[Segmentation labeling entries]
▼

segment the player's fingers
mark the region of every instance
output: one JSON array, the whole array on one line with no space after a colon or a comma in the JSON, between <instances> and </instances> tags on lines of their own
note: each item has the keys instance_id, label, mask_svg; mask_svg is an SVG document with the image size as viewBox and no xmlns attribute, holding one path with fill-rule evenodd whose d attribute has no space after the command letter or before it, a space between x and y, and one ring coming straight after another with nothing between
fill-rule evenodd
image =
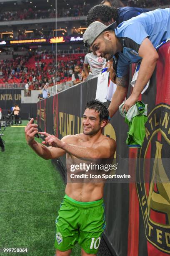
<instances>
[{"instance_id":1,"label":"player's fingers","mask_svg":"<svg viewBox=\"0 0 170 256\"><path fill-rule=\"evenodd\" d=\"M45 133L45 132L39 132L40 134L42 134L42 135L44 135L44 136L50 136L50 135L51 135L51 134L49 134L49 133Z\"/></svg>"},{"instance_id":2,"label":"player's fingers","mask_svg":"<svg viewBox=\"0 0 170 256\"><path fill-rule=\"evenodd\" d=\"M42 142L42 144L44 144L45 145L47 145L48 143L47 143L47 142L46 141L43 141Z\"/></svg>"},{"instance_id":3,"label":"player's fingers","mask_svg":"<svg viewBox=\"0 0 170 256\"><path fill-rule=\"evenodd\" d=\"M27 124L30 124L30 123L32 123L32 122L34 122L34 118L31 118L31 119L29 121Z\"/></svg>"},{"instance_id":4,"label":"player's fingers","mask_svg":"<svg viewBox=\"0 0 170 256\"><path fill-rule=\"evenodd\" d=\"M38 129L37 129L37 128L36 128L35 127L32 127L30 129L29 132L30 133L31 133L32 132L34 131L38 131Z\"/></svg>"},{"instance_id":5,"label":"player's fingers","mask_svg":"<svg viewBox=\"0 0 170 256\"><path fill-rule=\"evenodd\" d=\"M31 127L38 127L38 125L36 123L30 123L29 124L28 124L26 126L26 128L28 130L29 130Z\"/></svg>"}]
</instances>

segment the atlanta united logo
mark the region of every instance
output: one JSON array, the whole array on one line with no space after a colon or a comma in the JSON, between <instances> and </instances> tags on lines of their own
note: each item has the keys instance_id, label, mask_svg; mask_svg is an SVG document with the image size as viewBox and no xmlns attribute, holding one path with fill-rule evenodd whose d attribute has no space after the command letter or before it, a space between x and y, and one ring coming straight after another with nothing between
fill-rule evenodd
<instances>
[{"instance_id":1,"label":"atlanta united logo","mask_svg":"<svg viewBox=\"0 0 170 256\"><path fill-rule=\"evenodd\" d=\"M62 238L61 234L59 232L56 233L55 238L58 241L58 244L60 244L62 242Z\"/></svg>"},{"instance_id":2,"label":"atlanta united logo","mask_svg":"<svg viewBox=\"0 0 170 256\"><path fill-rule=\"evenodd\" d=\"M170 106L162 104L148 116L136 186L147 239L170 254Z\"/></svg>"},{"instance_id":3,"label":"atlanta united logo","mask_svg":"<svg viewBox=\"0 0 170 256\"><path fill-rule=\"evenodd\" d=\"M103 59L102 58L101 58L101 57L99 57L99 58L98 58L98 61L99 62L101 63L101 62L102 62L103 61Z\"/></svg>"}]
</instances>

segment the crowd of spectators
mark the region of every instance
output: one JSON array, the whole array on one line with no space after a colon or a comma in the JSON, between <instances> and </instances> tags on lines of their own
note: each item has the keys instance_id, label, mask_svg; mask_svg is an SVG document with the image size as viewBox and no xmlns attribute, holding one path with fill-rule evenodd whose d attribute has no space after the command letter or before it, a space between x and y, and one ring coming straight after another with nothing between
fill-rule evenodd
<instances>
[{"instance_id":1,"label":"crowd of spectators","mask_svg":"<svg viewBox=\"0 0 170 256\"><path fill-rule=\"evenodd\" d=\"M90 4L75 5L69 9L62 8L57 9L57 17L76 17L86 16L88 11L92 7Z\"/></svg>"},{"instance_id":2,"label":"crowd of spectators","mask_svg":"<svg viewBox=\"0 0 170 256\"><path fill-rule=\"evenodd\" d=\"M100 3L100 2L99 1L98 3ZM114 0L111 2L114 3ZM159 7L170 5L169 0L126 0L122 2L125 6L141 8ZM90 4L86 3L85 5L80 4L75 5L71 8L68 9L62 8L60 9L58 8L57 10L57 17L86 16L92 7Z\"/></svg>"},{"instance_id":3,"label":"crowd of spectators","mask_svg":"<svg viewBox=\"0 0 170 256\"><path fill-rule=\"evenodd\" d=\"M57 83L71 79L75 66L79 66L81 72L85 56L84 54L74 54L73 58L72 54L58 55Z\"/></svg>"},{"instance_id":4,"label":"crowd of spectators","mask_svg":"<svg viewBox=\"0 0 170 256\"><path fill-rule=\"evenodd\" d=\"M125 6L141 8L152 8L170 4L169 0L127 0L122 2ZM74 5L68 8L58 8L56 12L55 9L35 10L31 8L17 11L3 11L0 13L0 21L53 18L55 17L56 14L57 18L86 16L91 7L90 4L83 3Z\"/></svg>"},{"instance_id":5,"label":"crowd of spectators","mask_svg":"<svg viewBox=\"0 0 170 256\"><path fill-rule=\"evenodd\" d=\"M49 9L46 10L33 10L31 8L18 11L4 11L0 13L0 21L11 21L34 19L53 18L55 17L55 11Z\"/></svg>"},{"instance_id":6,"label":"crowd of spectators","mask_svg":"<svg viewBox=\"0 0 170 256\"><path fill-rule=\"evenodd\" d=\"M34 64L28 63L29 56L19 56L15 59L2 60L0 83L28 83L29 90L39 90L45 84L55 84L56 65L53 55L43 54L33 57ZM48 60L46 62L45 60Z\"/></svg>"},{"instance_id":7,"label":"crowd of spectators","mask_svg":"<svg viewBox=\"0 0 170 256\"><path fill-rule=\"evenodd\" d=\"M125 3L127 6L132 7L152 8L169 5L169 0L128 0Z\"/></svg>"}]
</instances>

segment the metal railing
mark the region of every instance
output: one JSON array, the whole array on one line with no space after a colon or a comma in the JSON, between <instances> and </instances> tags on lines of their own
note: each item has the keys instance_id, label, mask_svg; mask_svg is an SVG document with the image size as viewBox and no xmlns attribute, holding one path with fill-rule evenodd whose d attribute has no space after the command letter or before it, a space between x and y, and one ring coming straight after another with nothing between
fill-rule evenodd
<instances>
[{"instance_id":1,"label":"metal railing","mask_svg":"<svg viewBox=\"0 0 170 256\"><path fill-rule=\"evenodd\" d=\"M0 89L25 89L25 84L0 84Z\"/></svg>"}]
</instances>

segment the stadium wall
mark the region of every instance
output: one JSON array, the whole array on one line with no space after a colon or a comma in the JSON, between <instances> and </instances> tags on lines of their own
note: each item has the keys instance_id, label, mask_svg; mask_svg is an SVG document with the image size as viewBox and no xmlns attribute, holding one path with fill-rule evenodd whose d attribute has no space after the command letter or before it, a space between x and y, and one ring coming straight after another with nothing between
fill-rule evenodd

▲
▼

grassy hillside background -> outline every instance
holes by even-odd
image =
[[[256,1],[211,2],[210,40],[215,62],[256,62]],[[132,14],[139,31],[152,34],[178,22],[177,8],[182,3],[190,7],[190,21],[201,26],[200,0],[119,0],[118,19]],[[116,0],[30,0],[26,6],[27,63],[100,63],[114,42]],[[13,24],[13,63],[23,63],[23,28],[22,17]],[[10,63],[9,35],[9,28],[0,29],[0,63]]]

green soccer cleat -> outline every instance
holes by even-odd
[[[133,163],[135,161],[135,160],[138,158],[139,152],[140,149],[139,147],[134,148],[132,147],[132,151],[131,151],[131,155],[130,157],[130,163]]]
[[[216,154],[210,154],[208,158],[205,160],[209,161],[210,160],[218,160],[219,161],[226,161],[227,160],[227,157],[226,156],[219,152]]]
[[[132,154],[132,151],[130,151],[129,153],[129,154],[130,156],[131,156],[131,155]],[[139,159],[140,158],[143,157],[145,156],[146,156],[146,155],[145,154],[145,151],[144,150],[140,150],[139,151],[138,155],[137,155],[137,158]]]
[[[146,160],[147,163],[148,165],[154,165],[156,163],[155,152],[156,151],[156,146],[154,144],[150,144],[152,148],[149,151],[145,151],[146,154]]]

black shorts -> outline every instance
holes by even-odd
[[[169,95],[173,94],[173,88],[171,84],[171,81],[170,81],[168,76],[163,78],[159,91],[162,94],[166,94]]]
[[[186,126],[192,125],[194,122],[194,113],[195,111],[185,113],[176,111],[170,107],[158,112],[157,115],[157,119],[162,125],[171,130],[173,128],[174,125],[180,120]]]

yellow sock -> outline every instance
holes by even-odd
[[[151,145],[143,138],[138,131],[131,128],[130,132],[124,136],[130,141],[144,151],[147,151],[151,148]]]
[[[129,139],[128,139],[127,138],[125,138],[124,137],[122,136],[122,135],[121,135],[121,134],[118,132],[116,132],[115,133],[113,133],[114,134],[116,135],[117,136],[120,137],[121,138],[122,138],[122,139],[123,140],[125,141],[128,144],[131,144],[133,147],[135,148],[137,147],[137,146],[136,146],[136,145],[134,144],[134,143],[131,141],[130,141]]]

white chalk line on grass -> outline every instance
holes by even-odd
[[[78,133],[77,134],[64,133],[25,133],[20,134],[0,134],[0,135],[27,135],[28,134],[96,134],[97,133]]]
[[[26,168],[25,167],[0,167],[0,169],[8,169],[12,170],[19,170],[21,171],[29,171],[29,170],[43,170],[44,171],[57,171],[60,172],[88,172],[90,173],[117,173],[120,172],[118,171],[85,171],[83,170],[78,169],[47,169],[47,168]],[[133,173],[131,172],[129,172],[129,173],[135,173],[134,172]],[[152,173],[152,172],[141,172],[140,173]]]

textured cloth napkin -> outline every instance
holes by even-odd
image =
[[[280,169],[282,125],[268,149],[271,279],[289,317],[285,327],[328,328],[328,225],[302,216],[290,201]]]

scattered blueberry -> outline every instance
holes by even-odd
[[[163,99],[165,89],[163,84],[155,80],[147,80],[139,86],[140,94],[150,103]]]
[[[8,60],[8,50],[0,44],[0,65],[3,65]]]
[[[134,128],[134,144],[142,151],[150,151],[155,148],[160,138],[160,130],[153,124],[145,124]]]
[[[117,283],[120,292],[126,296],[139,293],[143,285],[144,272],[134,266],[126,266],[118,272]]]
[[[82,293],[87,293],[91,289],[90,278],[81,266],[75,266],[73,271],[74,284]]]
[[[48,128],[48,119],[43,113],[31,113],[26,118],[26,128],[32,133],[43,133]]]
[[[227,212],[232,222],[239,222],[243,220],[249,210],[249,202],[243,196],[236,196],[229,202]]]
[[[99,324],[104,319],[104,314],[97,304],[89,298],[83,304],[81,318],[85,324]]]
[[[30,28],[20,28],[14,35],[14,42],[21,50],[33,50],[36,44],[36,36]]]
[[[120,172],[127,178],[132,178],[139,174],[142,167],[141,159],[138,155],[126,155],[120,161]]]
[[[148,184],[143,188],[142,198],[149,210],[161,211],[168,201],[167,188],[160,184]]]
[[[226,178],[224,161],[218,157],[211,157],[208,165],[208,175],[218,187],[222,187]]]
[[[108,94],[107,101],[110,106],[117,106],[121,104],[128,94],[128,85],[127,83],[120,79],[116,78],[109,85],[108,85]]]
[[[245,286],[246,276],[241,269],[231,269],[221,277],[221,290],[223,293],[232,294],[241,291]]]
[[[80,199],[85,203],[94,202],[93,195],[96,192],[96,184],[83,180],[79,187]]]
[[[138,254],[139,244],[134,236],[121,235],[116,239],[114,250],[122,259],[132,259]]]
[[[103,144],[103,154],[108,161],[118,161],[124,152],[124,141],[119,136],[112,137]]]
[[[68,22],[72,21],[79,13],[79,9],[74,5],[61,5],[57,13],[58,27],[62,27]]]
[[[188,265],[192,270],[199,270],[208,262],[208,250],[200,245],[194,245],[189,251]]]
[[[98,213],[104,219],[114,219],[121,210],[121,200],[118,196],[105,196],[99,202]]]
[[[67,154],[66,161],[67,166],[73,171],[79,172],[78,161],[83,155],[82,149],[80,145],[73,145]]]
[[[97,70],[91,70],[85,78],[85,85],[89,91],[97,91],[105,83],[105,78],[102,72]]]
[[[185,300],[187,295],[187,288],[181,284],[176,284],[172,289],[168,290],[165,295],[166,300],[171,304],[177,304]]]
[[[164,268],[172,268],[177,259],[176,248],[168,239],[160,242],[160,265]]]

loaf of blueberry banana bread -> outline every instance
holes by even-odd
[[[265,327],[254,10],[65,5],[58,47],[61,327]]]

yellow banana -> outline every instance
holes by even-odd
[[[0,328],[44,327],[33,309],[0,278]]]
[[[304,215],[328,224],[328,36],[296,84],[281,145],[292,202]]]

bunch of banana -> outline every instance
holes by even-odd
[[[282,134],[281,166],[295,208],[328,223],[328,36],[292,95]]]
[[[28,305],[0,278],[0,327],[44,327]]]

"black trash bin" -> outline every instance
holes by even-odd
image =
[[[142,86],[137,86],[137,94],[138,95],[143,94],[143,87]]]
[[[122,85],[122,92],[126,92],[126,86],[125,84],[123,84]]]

▲

• [The exercise] Pull out every line of the segmentation labeling entries that contains the word "black".

• [Result for this exercise]
black shorts -> outline every instance
"black trash bin" -> outline every instance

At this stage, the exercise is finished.